** begin PAGE EXTRACT **

Whether a homestead right can be initiated by filing an
application while the land is reserved to give opportunity for lieu
selections by a state, under the Act of 1894, 28 Stat. 394, is a
question involving a
Page 254 U. S. 344
construction of that statute which the Secretary of the Interior
must decide in determining between such applicant and one who was
in possession and made application when the period for state
selection expired, and mandamus will not lie to control the
Secretary's decision. P.
254 U. S.
347.
48 App.D.C. 279 affirmed.
The case is stated in the opinion.
MR. JUSTICE McKENNA delivered the opinion of the Court.
This case involves the consideration of a mandamus brought by
plaintiff in error, hereinafter called relator, against the
Secretary of the Interior.
The proceedings were instituted in the Supreme Court of the
District of Columbia by petition, and its essential allegations
states narratively are as follows:
The lands in question are within a township which was reserved
under an act passed August 18, 1894, c. 302, 28 Stat. 394, from
adverse appropriation by settlement or otherwise except under
rights found to exist of prior inception, for a period to extend
from the application for survey until the the expiration of sixty
days from the date of the filing of the township plat of the survey
in the proper district land office.

** end PAGE EXTRACT **
** begin EXCERPTED RECORDS **

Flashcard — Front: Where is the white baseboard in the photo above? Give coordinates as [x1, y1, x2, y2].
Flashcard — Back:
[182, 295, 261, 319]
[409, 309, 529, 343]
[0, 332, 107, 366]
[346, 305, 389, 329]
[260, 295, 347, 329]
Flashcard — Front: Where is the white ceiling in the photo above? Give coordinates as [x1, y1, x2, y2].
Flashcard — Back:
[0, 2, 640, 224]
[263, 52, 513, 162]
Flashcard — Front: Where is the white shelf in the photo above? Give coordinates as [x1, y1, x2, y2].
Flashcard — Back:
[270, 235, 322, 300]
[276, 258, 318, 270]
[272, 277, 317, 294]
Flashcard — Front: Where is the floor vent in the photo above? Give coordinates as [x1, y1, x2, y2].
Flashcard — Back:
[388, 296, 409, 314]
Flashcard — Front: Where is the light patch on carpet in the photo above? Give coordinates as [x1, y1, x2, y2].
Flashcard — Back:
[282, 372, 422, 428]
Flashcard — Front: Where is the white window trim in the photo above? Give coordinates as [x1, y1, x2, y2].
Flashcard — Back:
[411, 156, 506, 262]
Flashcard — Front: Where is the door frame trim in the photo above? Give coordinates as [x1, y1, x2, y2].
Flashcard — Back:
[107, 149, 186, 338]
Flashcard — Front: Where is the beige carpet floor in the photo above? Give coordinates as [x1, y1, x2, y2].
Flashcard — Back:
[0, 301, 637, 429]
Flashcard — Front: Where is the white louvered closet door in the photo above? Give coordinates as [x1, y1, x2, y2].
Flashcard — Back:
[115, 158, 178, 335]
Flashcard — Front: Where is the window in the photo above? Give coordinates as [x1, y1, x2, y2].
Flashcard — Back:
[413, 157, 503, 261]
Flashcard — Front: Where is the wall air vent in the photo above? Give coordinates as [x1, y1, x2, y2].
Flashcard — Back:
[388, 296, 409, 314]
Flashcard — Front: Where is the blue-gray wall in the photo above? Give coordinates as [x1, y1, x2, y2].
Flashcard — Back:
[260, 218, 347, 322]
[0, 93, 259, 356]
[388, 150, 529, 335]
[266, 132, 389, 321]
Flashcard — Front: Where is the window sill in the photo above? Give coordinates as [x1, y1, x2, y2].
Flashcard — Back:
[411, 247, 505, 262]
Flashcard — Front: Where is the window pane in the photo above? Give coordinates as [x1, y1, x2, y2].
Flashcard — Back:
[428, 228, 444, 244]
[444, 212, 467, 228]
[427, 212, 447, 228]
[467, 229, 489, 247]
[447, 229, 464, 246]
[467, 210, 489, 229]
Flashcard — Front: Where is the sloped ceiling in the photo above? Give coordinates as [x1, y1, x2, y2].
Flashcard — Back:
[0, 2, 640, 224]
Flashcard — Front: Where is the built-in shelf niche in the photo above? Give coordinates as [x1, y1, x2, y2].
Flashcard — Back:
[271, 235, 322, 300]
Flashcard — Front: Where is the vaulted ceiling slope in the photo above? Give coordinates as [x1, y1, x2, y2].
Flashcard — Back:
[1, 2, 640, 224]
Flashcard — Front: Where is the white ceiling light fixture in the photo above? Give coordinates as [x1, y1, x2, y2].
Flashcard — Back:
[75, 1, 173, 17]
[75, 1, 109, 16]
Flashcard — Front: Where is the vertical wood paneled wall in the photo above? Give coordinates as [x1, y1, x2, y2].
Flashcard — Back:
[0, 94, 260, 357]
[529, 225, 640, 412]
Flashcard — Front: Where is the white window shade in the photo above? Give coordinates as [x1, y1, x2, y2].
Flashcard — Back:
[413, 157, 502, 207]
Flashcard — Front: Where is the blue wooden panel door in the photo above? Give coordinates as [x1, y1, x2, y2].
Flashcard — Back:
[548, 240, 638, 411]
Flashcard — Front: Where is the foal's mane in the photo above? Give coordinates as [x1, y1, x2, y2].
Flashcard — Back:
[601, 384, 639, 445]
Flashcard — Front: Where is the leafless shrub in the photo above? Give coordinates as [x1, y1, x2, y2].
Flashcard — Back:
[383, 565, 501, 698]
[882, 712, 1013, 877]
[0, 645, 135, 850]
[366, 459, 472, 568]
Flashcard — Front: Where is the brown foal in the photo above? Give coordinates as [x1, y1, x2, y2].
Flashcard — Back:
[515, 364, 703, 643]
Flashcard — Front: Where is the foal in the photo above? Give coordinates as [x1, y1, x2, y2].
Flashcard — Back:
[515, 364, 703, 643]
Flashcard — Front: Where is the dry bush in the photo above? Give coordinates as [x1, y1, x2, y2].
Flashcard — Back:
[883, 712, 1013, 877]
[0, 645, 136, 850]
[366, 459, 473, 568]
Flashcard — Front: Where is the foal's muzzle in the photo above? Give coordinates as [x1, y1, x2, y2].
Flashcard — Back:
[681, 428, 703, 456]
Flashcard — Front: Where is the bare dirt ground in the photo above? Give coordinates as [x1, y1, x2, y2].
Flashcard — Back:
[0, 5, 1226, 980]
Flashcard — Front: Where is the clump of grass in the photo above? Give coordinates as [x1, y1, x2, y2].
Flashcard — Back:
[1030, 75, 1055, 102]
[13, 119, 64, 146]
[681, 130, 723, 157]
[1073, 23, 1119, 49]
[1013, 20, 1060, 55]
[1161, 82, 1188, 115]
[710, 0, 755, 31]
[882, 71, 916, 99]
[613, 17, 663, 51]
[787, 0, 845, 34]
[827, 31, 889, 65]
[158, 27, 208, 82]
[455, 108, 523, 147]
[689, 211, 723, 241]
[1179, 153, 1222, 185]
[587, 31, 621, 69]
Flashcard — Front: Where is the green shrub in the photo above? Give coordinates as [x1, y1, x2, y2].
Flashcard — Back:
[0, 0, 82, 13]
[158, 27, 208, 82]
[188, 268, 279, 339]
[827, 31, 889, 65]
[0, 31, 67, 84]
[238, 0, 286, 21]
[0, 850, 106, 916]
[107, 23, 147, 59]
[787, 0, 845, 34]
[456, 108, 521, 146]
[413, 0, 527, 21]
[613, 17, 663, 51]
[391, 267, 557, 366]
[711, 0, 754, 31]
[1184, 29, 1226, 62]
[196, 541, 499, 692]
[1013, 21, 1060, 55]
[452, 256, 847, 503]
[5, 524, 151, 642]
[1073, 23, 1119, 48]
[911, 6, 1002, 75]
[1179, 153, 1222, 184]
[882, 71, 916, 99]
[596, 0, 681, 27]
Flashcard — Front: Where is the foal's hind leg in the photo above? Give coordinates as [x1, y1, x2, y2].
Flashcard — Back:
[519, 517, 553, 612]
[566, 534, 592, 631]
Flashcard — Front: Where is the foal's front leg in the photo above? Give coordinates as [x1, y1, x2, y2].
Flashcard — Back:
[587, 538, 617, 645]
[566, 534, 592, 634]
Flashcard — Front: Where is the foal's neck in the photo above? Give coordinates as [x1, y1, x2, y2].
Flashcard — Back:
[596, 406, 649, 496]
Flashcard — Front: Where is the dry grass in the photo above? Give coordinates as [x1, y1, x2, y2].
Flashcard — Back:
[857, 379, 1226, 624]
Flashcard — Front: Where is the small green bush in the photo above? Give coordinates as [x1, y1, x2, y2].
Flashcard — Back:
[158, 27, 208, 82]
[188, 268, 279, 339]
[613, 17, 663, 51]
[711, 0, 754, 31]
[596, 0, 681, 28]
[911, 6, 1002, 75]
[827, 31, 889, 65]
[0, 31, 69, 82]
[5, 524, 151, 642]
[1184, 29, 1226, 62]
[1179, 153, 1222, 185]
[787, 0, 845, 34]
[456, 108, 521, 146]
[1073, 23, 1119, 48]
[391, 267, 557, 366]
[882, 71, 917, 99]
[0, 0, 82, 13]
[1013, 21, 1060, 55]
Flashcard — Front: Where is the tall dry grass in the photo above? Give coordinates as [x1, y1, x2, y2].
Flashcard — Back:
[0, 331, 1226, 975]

** end EXCERPTED RECORDS **
** begin EXCERPTED RECORDS **

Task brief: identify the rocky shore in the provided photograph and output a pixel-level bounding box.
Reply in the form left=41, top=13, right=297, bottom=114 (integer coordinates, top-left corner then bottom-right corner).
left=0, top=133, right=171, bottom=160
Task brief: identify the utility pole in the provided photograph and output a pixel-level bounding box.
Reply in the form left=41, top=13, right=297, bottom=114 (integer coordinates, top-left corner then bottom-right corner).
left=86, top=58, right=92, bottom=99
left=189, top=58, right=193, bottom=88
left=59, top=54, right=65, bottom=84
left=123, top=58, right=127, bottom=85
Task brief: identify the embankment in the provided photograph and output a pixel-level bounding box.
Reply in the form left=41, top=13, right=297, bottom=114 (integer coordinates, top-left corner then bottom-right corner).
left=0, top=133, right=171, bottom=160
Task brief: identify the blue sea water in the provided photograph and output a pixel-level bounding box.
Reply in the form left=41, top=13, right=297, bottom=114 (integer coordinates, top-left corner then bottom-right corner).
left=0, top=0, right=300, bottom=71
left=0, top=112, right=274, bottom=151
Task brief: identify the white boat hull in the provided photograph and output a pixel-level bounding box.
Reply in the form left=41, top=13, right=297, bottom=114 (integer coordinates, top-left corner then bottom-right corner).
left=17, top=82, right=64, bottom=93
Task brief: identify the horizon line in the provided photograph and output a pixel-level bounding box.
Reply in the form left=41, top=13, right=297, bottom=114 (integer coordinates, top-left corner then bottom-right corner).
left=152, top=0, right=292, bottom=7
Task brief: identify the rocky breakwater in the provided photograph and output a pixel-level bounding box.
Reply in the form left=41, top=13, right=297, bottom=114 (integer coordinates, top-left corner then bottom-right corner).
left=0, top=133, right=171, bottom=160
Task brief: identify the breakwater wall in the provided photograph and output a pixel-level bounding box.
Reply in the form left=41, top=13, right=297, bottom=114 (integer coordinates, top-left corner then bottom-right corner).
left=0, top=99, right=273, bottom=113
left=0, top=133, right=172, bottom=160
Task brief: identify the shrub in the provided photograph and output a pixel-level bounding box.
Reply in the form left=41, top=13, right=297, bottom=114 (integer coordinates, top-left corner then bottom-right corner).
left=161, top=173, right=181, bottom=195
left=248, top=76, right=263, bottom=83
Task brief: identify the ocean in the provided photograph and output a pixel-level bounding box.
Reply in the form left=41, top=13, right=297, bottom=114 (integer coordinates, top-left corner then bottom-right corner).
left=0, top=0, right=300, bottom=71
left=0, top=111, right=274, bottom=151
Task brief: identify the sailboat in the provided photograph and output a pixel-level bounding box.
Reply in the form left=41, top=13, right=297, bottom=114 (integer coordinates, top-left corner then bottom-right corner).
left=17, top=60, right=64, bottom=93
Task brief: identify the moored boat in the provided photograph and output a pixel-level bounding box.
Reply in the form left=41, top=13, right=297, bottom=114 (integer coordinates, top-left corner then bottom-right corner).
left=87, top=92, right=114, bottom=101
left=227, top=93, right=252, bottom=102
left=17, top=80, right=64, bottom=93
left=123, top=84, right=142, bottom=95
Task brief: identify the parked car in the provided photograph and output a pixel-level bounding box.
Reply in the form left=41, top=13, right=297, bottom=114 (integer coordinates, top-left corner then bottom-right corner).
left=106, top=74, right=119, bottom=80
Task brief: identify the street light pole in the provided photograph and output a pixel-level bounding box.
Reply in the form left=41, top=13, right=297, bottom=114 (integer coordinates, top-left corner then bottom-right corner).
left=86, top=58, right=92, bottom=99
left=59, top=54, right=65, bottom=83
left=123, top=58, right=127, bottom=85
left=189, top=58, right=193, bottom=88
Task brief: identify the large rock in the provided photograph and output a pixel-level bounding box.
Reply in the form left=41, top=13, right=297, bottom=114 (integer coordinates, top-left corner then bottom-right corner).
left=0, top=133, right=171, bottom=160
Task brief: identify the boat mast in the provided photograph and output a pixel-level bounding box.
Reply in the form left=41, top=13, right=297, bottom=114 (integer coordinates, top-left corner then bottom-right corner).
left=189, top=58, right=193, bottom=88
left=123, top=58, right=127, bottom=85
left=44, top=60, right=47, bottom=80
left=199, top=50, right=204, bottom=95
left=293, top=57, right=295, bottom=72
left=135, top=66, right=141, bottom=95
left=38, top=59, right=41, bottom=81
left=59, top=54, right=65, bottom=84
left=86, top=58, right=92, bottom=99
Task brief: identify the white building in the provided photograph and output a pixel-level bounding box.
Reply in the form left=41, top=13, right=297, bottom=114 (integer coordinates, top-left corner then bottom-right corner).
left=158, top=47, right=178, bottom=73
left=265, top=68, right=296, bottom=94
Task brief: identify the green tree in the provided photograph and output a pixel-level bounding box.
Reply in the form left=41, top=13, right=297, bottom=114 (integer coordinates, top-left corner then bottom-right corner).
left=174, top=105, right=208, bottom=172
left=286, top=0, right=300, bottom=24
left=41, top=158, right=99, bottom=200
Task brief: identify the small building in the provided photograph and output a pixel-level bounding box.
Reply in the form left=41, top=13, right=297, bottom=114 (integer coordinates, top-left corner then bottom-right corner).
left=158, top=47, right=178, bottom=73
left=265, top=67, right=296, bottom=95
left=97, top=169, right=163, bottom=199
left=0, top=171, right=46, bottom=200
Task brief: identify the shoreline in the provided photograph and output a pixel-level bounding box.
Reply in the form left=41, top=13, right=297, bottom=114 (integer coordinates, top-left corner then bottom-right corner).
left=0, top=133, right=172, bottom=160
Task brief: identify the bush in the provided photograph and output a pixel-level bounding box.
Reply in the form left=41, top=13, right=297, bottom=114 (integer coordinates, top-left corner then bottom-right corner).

** end EXCERPTED RECORDS **
** begin EXCERPTED RECORDS **

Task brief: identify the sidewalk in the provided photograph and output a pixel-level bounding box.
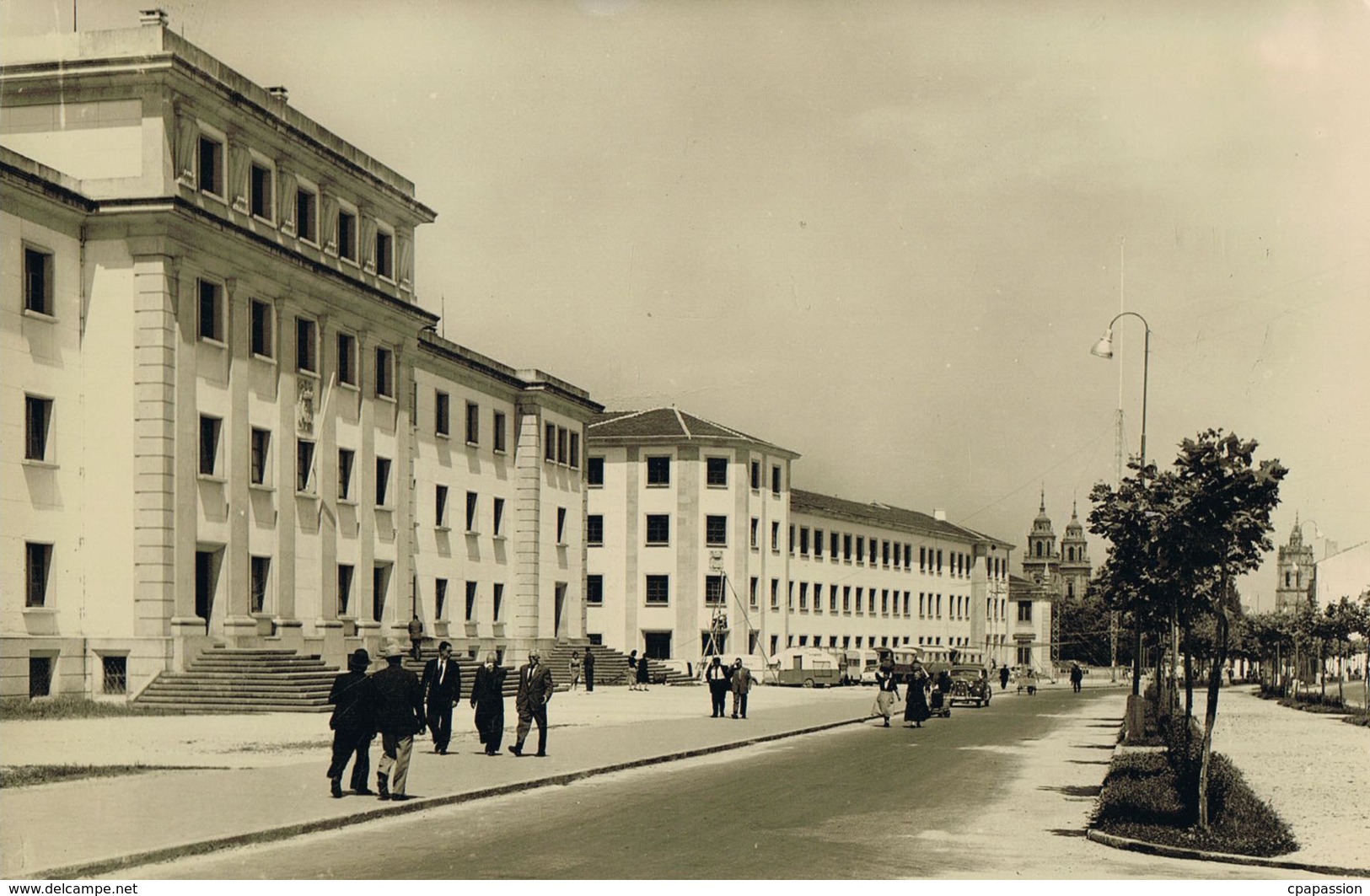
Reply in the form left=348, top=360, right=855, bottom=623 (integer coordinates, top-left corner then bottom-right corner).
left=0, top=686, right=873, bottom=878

** end EXCERPTED RECORDS **

#### TASK REQUIREMENTS:
1 – Please restate the paragraph of the court opinion beginning "Whether a homestead right can be initiated" as a short bulleted list of its main points.
2 – Carry the court opinion forward from its final sentence, in the same style.
The records have no role in this work.

#### WRITTEN ANSWERS:
1 –
- The issue is whether a homestead right can be initiated by filing an application while land is reserved for state lieu selections under the Act of 1894, 28 Stat. 394.
- That issue requires construing the statute.
- The Secretary of the Interior must decide it when choosing between such an applicant and one who was in possession and applied when the state selection period expired.
- Mandamus will not lie to control the Secretary's decision.

2 –
The plat of the survey was filed in the proper district land
office May 17, 1915. During the sixty-day period, nor since, the
described land has not been selected by the state. On June 15,
1915, the relator settled on the land, and on July 17, 1915, was
still actually residing thereon
Page 254 U. S. 345
with the
bona fide intention and purpose of
appropriating and entering it under the homestead laws of the
United States in the event that the State of Montana did not select
the same in accordance with the statute.
On the latter date, relator filed in the land office perfect
application for the land as a homestead, which the register and
receiver rejected for the stated reason that, on July 16, 1915,
they had permitted one George E. Kennedy to make a homestead entry
of the lands.
The permission for the entry of Kennedy rested wholly upon an
application made May 25, 1915 at a time when the lands were
reserved as before stated.
On May 25, 1915, the register and receiver rejected Kennedy's
application in the following terms: "Rejected May 25, 1915, because
land not open to entry until July 17, 1915, except to State of
Montana and settlers prior to March 10, 1910."
On June 4, 1915, the register and receiver made the following
notation upon Kennedy's application: "Suspended June 4, 1915,
pending preference right of State of Montana. Rejection of May 25,
1915, hereby revoked."
Theretofore it had been the consistent and uniform practice of
the General Land office to reject any and all filings such as
Kennedy's.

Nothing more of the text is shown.